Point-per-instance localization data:
###

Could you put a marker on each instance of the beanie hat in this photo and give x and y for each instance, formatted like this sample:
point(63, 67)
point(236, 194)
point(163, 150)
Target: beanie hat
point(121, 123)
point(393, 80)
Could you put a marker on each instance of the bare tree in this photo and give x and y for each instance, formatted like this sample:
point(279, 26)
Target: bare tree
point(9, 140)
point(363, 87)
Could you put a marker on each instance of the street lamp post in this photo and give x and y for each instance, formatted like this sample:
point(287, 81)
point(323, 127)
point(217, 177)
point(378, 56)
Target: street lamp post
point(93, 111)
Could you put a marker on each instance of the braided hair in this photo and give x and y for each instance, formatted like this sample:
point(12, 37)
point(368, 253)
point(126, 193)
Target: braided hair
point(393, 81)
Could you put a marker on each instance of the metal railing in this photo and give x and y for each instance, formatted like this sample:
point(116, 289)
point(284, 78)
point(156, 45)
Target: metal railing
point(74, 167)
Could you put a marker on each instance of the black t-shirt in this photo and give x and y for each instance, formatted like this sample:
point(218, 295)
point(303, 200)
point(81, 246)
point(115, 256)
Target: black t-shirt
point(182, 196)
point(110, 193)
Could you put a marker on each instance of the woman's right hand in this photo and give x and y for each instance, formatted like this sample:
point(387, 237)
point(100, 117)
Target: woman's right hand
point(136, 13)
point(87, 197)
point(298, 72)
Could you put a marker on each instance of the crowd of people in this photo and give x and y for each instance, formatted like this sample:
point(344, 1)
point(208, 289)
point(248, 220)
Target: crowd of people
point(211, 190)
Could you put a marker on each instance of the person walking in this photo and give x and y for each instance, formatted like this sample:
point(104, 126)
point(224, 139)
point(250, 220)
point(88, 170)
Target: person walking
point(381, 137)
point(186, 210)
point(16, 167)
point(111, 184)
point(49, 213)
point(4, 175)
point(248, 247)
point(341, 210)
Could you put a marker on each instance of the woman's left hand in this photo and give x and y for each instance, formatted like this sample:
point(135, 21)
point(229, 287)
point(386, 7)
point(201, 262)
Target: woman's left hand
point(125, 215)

###

* [TO DO]
What you write must match the records above exactly, line for line.

* [TASK OUTPUT]
Could you put a marker on each instance of the beanie hat in this photo and give x and y for each instance, formatted like this sample:
point(63, 67)
point(236, 194)
point(163, 150)
Target: beanie hat
point(121, 123)
point(393, 80)
Could you put a marker on each instance of the bare tree in this photo and give x and y for each instance, formatted like this sample:
point(279, 26)
Target: bare tree
point(9, 140)
point(363, 87)
Could you put a marker on each instance of the street lamp post in this photo and give x and y for each instance, formatted like this sample:
point(287, 81)
point(323, 127)
point(217, 177)
point(378, 56)
Target: street lamp post
point(93, 111)
Could you put a marker on each instance of the braided hair in this photo and give x and y for each instance, formatted like this sample:
point(12, 37)
point(368, 253)
point(126, 193)
Target: braided hair
point(393, 81)
Could you put a marker on each instance of the metal railing in this photo and give x and y for each instance, formatted like this sample:
point(116, 289)
point(284, 78)
point(156, 45)
Target: metal railing
point(74, 167)
Could you put a marker on each instance of the black t-shirt in this photo and give x and y for each instance, formatted like this sample:
point(218, 295)
point(303, 200)
point(81, 246)
point(115, 256)
Target: black t-shirt
point(182, 196)
point(110, 193)
Could you put a marker on each instance of the woman's right hand in this photo and give x and y for each instance, formatted like this sample:
point(387, 237)
point(100, 117)
Target: woman's right hand
point(136, 13)
point(87, 197)
point(298, 72)
Could you put a marker on each instance of the crowd of people in this photo and give x and y for each instance, formatted like this sample:
point(344, 1)
point(208, 289)
point(248, 220)
Target: crowd of people
point(211, 190)
Could you put a marker on each instance of the person walking in this photo and give x and y for each instance, formatted like this sample:
point(104, 126)
point(224, 139)
point(250, 220)
point(88, 170)
Target: person walking
point(381, 137)
point(186, 210)
point(16, 167)
point(111, 184)
point(49, 213)
point(4, 175)
point(248, 247)
point(341, 210)
Could you put a marker on each instance of the woman's left hand in this photo and give x and y for each instance, formatted like this sample:
point(135, 21)
point(229, 287)
point(386, 7)
point(201, 262)
Target: woman's left hand
point(125, 215)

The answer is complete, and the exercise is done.